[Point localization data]
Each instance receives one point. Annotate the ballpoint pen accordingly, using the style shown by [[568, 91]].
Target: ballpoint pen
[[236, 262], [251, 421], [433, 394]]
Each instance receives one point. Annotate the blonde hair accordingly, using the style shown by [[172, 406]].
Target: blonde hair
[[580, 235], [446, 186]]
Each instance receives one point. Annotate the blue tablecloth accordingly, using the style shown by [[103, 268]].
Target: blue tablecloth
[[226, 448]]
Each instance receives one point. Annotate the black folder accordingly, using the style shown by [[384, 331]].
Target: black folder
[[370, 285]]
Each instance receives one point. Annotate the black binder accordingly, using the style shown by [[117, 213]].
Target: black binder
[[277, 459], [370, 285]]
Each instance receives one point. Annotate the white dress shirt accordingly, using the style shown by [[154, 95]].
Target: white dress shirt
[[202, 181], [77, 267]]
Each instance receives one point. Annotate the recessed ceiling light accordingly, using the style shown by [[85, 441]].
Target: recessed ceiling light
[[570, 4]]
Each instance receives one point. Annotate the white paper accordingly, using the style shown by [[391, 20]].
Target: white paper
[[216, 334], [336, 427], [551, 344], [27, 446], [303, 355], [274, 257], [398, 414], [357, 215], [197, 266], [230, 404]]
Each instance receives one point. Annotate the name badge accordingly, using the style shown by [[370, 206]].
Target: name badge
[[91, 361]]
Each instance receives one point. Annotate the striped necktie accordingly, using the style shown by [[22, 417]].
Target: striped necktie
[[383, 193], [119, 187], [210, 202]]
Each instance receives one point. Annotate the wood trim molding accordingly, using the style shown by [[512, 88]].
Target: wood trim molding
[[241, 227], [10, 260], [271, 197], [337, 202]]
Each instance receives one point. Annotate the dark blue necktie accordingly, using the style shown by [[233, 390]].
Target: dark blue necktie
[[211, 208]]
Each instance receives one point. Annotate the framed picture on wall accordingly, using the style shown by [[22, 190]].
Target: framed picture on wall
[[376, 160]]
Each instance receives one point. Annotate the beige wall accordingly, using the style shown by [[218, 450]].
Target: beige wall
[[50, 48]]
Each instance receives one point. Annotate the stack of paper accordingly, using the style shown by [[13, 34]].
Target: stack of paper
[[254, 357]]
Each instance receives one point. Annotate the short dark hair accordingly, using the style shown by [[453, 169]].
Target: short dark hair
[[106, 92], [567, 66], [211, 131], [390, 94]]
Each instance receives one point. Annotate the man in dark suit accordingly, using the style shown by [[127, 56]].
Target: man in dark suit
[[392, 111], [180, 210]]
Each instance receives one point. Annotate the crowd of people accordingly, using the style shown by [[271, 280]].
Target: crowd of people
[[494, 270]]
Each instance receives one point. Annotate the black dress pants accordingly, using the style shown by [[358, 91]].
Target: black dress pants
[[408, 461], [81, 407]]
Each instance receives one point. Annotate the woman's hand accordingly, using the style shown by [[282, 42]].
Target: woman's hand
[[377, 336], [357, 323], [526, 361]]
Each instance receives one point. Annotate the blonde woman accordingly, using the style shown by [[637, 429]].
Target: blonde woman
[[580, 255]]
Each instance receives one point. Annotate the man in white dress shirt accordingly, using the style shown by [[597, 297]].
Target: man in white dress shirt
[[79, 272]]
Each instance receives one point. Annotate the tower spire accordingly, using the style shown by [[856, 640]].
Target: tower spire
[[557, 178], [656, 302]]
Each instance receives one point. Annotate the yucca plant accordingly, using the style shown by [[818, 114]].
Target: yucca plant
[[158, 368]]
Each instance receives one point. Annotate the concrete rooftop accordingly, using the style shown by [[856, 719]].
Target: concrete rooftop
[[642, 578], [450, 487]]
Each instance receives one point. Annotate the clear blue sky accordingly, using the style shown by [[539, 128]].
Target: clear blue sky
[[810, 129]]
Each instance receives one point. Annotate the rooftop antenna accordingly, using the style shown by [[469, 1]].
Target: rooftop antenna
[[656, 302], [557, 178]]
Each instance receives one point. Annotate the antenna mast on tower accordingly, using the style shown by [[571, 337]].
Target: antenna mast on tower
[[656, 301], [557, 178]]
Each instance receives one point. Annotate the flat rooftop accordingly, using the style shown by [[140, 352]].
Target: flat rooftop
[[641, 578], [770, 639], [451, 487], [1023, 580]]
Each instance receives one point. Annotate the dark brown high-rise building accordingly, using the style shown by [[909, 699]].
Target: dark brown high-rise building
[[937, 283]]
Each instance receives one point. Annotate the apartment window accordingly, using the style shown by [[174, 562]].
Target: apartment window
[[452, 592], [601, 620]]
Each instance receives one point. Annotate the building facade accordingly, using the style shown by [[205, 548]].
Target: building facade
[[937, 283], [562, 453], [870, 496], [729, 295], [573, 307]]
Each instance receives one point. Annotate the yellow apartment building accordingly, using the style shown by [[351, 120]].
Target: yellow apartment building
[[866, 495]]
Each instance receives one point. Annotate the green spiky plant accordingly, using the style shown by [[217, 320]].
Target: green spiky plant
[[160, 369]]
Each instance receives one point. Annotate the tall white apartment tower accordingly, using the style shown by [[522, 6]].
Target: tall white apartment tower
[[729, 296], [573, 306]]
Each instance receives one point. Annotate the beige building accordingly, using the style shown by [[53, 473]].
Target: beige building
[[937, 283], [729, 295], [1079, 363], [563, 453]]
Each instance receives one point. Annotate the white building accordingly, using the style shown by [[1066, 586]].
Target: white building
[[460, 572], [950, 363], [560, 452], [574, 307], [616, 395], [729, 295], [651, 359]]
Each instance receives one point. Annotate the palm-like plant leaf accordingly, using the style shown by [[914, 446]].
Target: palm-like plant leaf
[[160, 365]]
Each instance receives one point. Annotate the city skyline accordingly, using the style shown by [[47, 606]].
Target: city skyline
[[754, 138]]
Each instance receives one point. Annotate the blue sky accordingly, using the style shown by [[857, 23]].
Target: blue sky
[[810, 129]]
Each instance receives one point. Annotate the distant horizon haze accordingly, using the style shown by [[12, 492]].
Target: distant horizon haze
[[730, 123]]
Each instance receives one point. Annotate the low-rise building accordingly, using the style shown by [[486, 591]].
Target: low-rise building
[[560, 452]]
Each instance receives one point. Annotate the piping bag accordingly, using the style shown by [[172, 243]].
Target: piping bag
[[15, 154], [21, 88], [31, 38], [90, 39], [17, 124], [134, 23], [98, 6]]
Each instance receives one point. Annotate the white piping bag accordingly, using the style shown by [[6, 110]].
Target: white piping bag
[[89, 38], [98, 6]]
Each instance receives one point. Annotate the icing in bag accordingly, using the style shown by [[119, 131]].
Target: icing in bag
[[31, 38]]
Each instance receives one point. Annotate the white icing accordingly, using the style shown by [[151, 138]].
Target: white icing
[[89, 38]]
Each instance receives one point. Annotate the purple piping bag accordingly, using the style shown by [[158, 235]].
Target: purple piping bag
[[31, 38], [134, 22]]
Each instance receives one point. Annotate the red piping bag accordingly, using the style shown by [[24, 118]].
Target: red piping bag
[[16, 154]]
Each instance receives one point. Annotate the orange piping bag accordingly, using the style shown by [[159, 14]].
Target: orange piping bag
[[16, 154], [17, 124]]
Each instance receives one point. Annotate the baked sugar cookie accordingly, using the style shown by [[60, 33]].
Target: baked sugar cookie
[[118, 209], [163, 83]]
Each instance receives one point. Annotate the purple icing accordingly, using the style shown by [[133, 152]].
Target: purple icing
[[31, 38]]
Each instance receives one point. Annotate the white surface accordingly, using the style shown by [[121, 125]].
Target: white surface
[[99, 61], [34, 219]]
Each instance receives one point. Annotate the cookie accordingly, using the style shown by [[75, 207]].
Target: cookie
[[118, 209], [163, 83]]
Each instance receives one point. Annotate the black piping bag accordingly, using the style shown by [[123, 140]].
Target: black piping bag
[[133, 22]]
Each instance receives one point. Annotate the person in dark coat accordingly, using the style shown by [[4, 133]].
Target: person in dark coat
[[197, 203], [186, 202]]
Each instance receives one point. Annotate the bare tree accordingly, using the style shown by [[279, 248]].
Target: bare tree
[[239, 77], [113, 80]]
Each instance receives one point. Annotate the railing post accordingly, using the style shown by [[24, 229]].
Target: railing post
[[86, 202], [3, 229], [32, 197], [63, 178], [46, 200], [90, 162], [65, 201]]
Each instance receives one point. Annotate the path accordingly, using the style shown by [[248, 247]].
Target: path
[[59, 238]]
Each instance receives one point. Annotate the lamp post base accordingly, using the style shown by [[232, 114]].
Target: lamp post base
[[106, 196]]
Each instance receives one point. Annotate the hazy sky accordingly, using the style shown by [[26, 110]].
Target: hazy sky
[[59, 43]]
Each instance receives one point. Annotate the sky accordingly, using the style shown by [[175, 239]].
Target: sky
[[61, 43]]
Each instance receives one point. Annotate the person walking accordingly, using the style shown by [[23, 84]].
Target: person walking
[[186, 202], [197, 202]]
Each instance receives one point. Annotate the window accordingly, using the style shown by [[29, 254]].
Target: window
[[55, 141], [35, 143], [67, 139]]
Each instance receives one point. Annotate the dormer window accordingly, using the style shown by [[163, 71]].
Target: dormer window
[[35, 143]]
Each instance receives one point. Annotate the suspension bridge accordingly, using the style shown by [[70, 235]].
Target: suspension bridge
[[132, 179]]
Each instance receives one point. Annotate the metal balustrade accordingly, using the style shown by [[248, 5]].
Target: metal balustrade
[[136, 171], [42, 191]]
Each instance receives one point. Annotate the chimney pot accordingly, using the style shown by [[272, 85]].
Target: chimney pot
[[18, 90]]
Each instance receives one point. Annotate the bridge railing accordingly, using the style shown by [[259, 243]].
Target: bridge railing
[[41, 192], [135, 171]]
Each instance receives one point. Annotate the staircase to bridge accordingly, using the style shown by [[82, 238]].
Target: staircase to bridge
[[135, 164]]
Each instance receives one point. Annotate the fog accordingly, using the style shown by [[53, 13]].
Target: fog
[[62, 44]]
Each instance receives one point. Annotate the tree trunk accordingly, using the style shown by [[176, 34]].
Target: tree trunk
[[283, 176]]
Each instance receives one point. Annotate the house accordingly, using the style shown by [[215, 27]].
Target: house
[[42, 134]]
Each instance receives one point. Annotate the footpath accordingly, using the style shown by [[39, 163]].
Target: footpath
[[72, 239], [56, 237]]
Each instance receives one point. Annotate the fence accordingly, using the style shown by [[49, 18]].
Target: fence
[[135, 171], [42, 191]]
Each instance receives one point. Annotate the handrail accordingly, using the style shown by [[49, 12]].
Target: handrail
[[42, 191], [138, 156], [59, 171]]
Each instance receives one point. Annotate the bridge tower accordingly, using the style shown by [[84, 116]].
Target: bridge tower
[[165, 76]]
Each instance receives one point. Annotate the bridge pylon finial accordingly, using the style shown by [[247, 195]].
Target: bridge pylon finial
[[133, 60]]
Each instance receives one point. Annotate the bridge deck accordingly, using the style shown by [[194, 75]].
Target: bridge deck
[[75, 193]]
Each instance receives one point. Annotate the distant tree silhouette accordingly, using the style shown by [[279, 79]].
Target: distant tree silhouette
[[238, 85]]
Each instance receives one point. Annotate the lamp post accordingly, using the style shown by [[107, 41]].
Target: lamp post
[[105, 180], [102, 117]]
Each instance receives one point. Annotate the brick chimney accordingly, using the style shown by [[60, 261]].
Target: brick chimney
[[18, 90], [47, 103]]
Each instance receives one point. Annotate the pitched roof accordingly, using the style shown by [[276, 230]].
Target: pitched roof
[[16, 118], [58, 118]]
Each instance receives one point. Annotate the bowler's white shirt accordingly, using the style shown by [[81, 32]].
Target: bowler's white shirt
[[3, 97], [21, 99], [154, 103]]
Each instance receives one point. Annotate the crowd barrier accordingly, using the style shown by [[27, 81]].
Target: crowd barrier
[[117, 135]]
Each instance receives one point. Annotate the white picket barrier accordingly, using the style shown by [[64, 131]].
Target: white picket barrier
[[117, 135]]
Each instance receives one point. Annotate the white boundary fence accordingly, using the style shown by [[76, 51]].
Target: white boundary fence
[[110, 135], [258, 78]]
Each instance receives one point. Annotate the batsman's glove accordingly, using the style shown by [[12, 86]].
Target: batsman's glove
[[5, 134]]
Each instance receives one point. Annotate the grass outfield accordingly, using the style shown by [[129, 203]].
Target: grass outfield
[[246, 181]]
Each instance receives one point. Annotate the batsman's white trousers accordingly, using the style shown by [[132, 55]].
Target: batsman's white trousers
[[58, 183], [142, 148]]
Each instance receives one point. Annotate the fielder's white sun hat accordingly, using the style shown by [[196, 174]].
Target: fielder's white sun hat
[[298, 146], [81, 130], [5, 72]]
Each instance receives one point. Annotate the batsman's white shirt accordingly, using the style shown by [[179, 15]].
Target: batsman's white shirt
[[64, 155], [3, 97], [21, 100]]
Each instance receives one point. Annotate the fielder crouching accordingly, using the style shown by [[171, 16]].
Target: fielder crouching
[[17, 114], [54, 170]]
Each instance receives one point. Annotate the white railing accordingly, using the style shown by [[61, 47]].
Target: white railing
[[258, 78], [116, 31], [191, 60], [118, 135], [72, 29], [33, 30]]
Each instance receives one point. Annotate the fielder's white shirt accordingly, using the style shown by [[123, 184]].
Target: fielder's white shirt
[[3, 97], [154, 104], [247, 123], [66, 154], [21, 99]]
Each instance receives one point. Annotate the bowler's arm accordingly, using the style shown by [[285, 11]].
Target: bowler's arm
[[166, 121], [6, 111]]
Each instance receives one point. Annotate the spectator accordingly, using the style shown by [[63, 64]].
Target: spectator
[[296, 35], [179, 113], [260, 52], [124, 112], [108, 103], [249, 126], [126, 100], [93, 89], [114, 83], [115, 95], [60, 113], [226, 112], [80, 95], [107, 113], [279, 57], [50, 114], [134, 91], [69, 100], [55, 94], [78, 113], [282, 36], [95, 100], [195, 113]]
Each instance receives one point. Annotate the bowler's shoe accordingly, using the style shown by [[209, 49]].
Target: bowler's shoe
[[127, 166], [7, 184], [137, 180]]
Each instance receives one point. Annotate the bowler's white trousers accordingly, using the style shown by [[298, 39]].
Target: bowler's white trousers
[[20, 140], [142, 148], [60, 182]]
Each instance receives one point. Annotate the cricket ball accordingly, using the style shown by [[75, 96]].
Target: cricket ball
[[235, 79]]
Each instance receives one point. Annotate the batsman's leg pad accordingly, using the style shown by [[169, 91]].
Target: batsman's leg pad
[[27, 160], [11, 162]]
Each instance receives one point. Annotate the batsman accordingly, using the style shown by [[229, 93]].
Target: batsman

§ **Problem requirements**:
Take the stretch of lines above from the one containing "Target: beige wall" through the one containing "Each instance receives one point. Annotate the short" and repeat it exactly, adding no other line.

§ **The answer**:
Target: beige wall
[[50, 48]]
Each instance receives one point. Annotate the stack of paper accordingly, using the style shown by [[13, 34]].
Target: stack of paper
[[254, 357]]
Each instance receives one point. Annotate the short dark hair accordingly, using the style shown by [[453, 169]].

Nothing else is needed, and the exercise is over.